# Best Made Co. Splitting Axe



## Pallet Pete (Apr 2, 2013)

http://www.bestmadeco.com/collections/axes

Anybody ever hear of them or own one ? What's your thoughts ?

I am looking for a new axe my Fiskars failed on me tonight and I am getting a new one mailed out tomorrow. It made me think I should get a second backup axe and then I got to thinking about US made when I came across these axes made in Minnesota.

Pete


----------



## Foragefarmer (Apr 3, 2013)

I have seen it all an art axe for the discriminating buyer. I wonder if any hipsters are buying them? And a clothing line? $200 extra for a little paint on the handle?


----------



## gerry100 (Apr 3, 2013)

Does one actually swing those things or are they displayed over the mantle?


----------



## Pallet Pete (Apr 3, 2013)

Foragefarmer said:


> I have seen it all an art axe for the discriminating buyer. I wonder if any hipsters are buying them? And a clothing line? $200 extra for a little paint on the handle?



First I am not a hipster ! Second paint really many axes have paint ! Third if you don't appreciate a good quality axe head your missing out and fourth I asked for experienced or knowledgable reviews not its a hipster axe so it sucks. I have been splitting wood for as long as I remember and there is a world of difference in a cheap axe head and a quality axe head notice I did not say expensive. Personally I like the feel of a wood handle and a well weighted head when I swing an axe. My fiskars is a great axe but it is not perfect. The head fell off last night which blew my mind givin the quality that said it is lifetime warrenty so I don't need to buy another but I want to. I love new toys ! 

Pete


----------



## Bigg_Redd (Apr 3, 2013)

They seem expensive.  I'd be shocked if they split as good as a Fiskars,  and thunderstruck if they actually split better.


----------



## Pallet Pete (Apr 3, 2013)

Bigg_Redd said:


> They seem expensive.  I'd be shocked if they split as good as a Fiskars,  and thunderstruck if they actually split better.


Hey Red I am hoping they are as good as some of the Swedish axes those are the bees knees ! Really I just want to buy a US made axe of that quality. My old wetterlings was a really good axe better than fiskars to be honest however I lost it when we moved 7 years ago that was a sad day ! 

Pete


----------



## jeff_t (Apr 3, 2013)

Did they have a 'splitting axe', with a different head design? All I saw were felling axe and Hudson Bay, but I am looking from my phone.


----------



## Jags (Apr 3, 2013)

Pete - from what I can tell, those are all chopping (felling) axes, not a single splitting axe in the bunch.  Notice, those are unfinished.  I believe the reason for that is the competition boys all have their own "finishing" touches they put on them.


----------



## Pallet Pete (Apr 3, 2013)

Jags said:


> Pete - from what I can tell, those are all chopping (felling) axes, not a single splitting axe in the bunch.  Notice, those are unfinished.  I believe the reason for that is the competition boys all have their own "finishing" touches they put on them.

## Data records

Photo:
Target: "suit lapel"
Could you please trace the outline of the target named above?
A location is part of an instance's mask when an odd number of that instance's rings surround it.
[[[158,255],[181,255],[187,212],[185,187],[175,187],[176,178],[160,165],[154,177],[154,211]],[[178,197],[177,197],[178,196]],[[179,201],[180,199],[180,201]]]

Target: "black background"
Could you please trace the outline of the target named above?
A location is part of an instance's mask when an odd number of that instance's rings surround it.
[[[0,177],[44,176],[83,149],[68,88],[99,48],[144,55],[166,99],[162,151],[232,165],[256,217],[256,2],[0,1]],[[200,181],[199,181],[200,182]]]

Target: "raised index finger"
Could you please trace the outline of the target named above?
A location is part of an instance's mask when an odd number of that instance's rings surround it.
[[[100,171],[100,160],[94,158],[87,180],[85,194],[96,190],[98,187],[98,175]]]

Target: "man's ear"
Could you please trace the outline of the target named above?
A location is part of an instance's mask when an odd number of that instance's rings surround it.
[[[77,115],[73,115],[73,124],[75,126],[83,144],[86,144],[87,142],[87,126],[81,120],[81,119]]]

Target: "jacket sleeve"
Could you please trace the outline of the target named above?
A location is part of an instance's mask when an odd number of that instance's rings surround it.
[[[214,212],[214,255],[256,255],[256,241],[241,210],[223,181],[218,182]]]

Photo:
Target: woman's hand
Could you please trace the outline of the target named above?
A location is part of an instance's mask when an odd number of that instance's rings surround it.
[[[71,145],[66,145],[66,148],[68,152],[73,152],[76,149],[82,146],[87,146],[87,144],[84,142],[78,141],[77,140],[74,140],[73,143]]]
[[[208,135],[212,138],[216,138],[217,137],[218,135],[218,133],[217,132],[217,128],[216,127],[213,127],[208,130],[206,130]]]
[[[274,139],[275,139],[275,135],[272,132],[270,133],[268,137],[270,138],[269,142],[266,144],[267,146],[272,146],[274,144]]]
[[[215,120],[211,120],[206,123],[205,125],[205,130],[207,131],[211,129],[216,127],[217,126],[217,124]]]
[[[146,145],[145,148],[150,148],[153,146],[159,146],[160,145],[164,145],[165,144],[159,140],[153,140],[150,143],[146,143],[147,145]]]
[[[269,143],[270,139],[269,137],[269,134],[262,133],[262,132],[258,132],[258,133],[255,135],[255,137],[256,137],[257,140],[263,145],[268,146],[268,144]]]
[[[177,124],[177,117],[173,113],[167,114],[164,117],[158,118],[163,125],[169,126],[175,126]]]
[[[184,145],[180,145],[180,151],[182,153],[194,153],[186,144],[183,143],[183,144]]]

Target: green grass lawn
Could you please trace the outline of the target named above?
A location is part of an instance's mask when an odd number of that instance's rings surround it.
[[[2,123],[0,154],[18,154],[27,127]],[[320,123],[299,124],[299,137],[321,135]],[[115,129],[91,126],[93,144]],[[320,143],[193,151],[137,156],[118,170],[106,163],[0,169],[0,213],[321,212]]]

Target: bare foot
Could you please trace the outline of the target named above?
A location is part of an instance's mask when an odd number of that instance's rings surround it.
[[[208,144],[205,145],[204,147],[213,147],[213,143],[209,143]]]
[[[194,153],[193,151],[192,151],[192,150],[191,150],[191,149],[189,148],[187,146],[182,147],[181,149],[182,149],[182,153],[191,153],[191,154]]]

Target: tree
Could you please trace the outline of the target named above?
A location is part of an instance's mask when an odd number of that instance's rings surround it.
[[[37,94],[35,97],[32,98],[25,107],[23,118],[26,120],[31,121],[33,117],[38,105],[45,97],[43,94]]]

## Set of tasks
A – In the axe forum thread, what happened to the head of Pete's Fiskars?
B – Please pick up the axe forum thread after its last post and write what follows.

## The responses
A – It fell off.

B –
Hey Jags / Jeff I was looking at the Hudson Bay the other night because my buddy has a similar design axe that works well. I'd love to finish one myself for fun too ! Heck if I could I would forge one lol but that's a bit outa my league.

Pete


----------



## gerry100 (Apr 3, 2013)

The wood don't know


----------



## Jags (Apr 3, 2013)

gerry100 said:


> The wood don't know


 
But the axe does.  A chopping axe will typically have a different shape than a splitting axe.


----------



## Foragefarmer (Apr 3, 2013)

Honestly I thought your post was a joke. I just don't see Manhattan as the epicenter of axe production. And when did you last pay a $200 premium for a hand painted Axe handle?

If you read the site it says the heads are made in the USA by another company. I think this is the company especially if you look at their felling axes.

http://www.baileysonline.com/itemdetail.asp?item=175HB28&catID= 

I could be wrong however.


----------



## Pallet Pete (Apr 3, 2013)

Foragefarmer said:


> Honestly I thought your post was a joke. I just don't see Manhattan as the epicenter of axe production. And when did you last pay a $200 premium for a hand painted Axe handle?
> 
> If you read the site it says the heads are made in the USA by another company. I think this is the company especially if you look at their felling axes.
> 
> ...


 
Nope not a joke but I could see how it might look that way. I am not paying for the handle so much as the head of the axe BG is right they are felling axes however the style works very well for splitting too. The axes are from Minnesota not Manhattan as I stated in the first post at least that is what the company said on the phone when I called them. Thanks for the link that does look like the axe ! I may order that one and try it out Its a lot cheaper.

Pete


----------



## Scols (Apr 3, 2013)

I like the sam mcghee paint job, its pretty sharp looking. If I had a couple of hundred burning a hole in my pocket Id get one. I saw the plain one on the baileys link for quite a bit less. I would give the hudson bay a shot as fiskars backup,looks like a quality tool.


----------



## Pallet Pete (Apr 3, 2013)

Scols said:


> I like the sam mcghee paint job, its pretty sharp looking. If I had a couple of hundred burning a hole in my pocket Id get one. I saw the plain one on the baileys link for quite a bit less. I would give the hudson bay a shot as fiskars backup,looks like a quality tool.


There are very few things I pend on but I learned a while ago to spend on a good axe head and not look back ! 

Pete


----------



## pen (Apr 3, 2013)

The Council Axe website says "made in America" but not sure if that applies to all of their tools or not, or just assembly, only thier velvicut line, etc.

Regardless, here's one that's 3.5 lbs that may be of interest for about 50 bucks http://www.amazon.com/Council-Tool-Classic-Pattern-Straight/dp/B0083TOH22/ref=sr_1_7?ie=UTF8&qid=1365028767&sr=8-7&keywords=council axe







If you are really interested in spending money similar to those shared in this first post, I'd go overseas and get the gransfors bruks for about 175 http://www.amazon.com/Gransfors-Bruks-450-Splitting-Maul/dp/B000WIOE7A/ref=sr_1_16?s=sporting-goods&ie=UTF8&qid=1365029081&sr=1-16&keywords=axe made in usa






pen


----------



## Pallet Pete (Apr 3, 2013)

pen said:


> The Council Axe website says "made in America" but not sure if that applies to all of their tools or not, or just assembly, etc.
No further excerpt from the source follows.